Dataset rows
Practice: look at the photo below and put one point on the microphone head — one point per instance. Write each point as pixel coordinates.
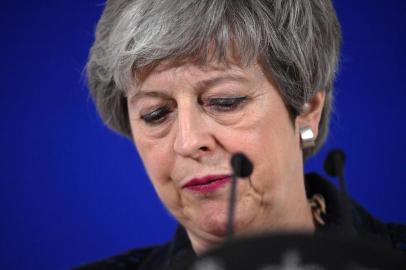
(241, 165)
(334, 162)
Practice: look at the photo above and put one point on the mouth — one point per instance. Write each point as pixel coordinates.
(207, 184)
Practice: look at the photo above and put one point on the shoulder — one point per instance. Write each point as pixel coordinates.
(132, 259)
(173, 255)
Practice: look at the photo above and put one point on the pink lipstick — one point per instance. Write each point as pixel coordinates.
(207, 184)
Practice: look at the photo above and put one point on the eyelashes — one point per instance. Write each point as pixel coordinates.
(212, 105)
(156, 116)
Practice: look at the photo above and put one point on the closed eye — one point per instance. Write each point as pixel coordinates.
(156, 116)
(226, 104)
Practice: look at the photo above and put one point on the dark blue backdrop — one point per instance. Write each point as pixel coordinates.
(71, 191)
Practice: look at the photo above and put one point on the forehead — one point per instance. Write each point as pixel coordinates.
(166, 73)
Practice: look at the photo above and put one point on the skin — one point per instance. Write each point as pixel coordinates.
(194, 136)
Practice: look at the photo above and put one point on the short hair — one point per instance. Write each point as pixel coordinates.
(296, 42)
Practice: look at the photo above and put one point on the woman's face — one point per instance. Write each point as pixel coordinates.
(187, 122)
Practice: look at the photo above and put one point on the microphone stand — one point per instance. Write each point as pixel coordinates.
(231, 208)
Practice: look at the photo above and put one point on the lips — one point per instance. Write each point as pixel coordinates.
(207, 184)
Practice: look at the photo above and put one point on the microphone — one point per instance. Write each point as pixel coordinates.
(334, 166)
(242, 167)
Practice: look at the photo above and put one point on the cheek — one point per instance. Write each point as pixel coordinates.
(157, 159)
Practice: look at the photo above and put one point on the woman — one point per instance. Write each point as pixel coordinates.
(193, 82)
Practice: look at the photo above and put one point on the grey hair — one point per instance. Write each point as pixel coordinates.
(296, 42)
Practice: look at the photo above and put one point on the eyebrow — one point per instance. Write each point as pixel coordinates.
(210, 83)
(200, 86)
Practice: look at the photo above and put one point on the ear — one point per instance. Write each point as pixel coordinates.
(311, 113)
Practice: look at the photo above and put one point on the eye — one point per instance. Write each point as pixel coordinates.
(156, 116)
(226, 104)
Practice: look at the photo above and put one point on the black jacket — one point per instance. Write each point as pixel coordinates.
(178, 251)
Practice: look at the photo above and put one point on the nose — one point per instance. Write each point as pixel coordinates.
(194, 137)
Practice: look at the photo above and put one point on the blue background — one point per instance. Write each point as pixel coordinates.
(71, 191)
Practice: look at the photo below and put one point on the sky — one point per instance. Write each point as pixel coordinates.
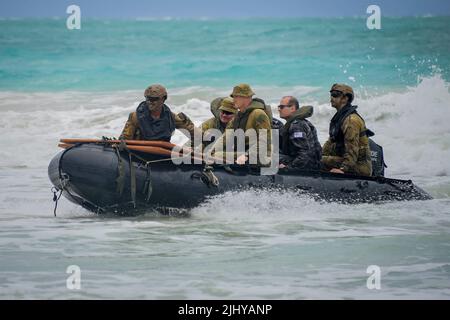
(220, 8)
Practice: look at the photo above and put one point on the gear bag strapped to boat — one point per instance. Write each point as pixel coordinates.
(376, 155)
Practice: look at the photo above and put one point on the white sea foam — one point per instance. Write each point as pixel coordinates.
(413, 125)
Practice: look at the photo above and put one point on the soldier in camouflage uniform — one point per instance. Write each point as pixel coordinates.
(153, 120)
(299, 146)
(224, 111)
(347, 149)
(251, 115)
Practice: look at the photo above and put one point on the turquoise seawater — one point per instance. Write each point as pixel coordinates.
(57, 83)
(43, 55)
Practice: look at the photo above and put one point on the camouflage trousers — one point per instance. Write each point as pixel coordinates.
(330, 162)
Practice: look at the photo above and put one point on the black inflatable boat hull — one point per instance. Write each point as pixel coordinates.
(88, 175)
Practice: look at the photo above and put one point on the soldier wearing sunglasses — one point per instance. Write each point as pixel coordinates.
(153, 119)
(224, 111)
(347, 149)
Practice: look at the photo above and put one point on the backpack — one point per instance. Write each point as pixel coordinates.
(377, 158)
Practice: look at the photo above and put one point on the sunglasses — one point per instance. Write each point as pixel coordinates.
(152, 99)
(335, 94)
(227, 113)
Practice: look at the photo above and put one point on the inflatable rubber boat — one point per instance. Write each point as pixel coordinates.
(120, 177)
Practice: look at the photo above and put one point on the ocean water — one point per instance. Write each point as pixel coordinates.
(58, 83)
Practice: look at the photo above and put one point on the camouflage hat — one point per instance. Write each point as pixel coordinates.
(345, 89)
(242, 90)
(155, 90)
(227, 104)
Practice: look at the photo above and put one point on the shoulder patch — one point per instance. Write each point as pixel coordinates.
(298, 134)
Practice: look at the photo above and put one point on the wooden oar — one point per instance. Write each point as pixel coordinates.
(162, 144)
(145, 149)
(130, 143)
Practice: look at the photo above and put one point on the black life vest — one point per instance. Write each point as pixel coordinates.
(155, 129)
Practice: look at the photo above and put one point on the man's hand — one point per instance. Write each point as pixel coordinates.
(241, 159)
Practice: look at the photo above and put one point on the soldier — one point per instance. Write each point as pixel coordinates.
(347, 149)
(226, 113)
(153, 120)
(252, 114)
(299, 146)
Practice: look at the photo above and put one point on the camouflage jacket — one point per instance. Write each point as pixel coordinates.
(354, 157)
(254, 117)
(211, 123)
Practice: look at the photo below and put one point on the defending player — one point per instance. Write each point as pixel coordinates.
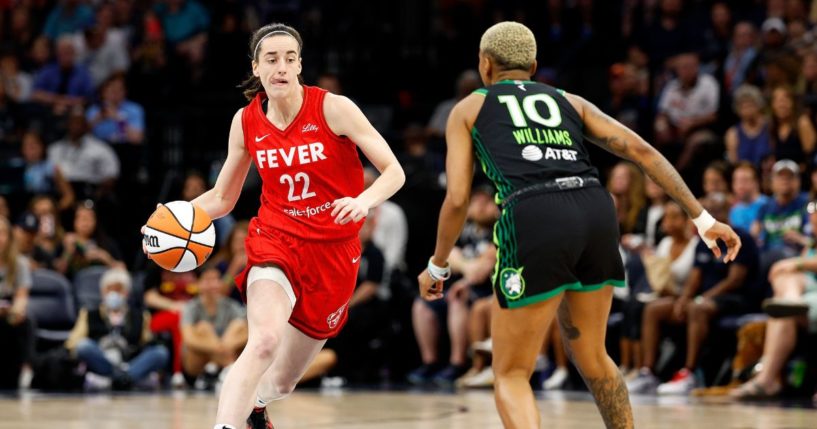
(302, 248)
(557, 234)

▶ **Directions for this task**: Copy out the data above exactly, except the pictures.

▶ **Result**:
Practice: look at the photo below and put one point on the microphone head — one point per instance. Write each point as pixel coordinates.
(241, 165)
(334, 162)
Practice: look at the photo above and put one point on the mouth — one point per instance. Write each point as pixel coordinates.
(207, 184)
Practice: look at the photo above and put one point on the shoulder — one point per instance. Write each point as pixel coordinates.
(132, 259)
(173, 255)
Practice: look at the photo above and put one point on the pink lipstick — one point per instance. Write each point as pixel coordinates.
(207, 184)
Practice: look at the photo above and put one point on the eyelashes — one point per instance. Write each point as pixel coordinates.
(212, 105)
(156, 116)
Practice: look at the photo above and put one point on the closed eye — one point per instance. Write each point as pixel coordinates.
(156, 116)
(226, 104)
Practice: look at the photo above and put one point on the dark blue backdrop — one point per instance. Write each point as pixel coordinates.
(71, 191)
Practice: look at the photo above and put one point on the forehead — one point per instance. Write each point as pixel coordinates.
(166, 73)
Practice: look at the photo above and put one point on the skin — one point per instance. Write each point as pixel coordinates.
(194, 136)
Practice: look at the photo above and put one point on the short hair — one point per instance. Write each point as pixel coordinates.
(296, 42)
Practice: look at the photo above and put one point on the woman's face — one point per instance. Write each point as pixel coordinates.
(187, 122)
Practice: look at the photo above and put one point on the microphone stand — one point per instance. Write each point as pixel coordinates.
(231, 208)
Practice: look at the photo above and put one point on the lips — one point per instance. Write each point as pixel coordinates.
(207, 184)
Practice: look at the photo above and put one point on the microphone — one point per instance. Write each point as pixel coordinates.
(334, 166)
(242, 167)
Practice: look at the photo above and put one point on the cheek — one point per instance. Write each point as pixel coordinates.
(157, 159)
Practice: look at the photo above and put one point on the woman — one point per instance. Write each point as pixel coordinates.
(193, 82)
Practice: look at the photo above and put one point on the grey hair — one point per instance. Write each point as pixel coordinates.
(296, 42)
Practice: look at the photo above and put one point on the eyebrow — one point per instance. Write each point as pixel coordinates.
(210, 83)
(200, 86)
Practice: look at the photo above and put one point on the ear — one point per instance. Write each point as pixel coordinates.
(311, 113)
Practice: look at the photo above and put one point on the eye — one point per instance. Write each point as pixel coordinates.
(156, 116)
(226, 104)
Practice: look at the photo above and put one point on the black jacket — one point per instance. Write each point as pixel coordinates.
(178, 251)
Practice: look at the photo above and put one point on the nose — one point per instance. Write each point as pixel coordinates.
(194, 137)
Practice: look at the photo above and put one point on the blue background — one point per instance. Write each point as pixel coordinates.
(71, 191)
Practice: look at the photo below and put one point on the sky — one point per instance. Write each point as pixel coordinates.
(220, 8)
Practice: look at the photo above and put one point on the gear bag strapped to boat — one point per instance. Write each point as pixel coordinates.
(376, 155)
Practice: look at the photo above and put one point on the white sea foam — one point per instance. Write each point as pixel coordinates.
(413, 125)
Practice: look at the photo above and put one point on the soldier in camouflage uniform — one point per instance. Write each point as pixel coordinates.
(153, 120)
(299, 146)
(224, 111)
(347, 149)
(251, 115)
Practice: look at the photo above and put one point on the turquoise seawater — one point per instance. Write each point as pixel coordinates.
(57, 83)
(43, 55)
Practice: look at the photo above and put one point on the camouflage trousers — one point per instance. Write each point as pixel coordinates.
(330, 162)
Practice: look at the photo above and put one point on the black inflatable boat hull — one point per instance. Write each point as pixel coordinates.
(88, 175)
Practice: look at the photo above and put one point on the soldier wearing sunglasses — one point per instance. Write each point as pixel coordinates.
(153, 119)
(224, 111)
(347, 149)
Practice: look at the photo above and put one point on the backpack — one point per instance. Write each point as pixel coordinates.
(377, 158)
Practice: look at the photo above and put one point on the sunglasses — one point per instance. Write each point as pixel coordinates.
(152, 99)
(335, 94)
(227, 113)
Practice: look at the photo above and put one point on the inflatable rubber boat — one point per instance. Write each point as pixel coordinates.
(120, 177)
Practice: look at the photo above and put one point on the ocean water — one point per instance. Write each point as pixel coordinates.
(58, 83)
Practice: look at the photo above and put one point on the camouflage hat — one point per instance. Write each point as pixel coordinates.
(345, 89)
(242, 90)
(155, 90)
(227, 104)
Practice: look at the photo above and put one point on the shoulder patch — one point per instance. Write each point as pixel coordinates.
(298, 134)
Practice: look at the photo above and put one point on the wooden oar — one point per instance. Write each point as pixel coordinates.
(162, 144)
(145, 149)
(130, 143)
Practice: look at the photo above and put one point on the black life vest — one point per instance. Write each point as pixel coordinates.
(155, 129)
Practice: look at the photo above and put one point on the man's hand — one point per instance. Write each point as pixel coordinates.
(241, 159)
Practice: look at the photo above and put one point on the soldier — one point per instance. Write each point as pixel coordinates.
(347, 149)
(226, 113)
(153, 120)
(252, 114)
(299, 146)
Practice: look at the photo above and put one point on the camouflage jacket — one point per instance. Write each point as pixel coordinates.
(354, 157)
(254, 117)
(211, 123)
Practice: look at the photo below and put one point on the defending player — one point per instance. Write each point as pixel coordinates.
(302, 248)
(557, 234)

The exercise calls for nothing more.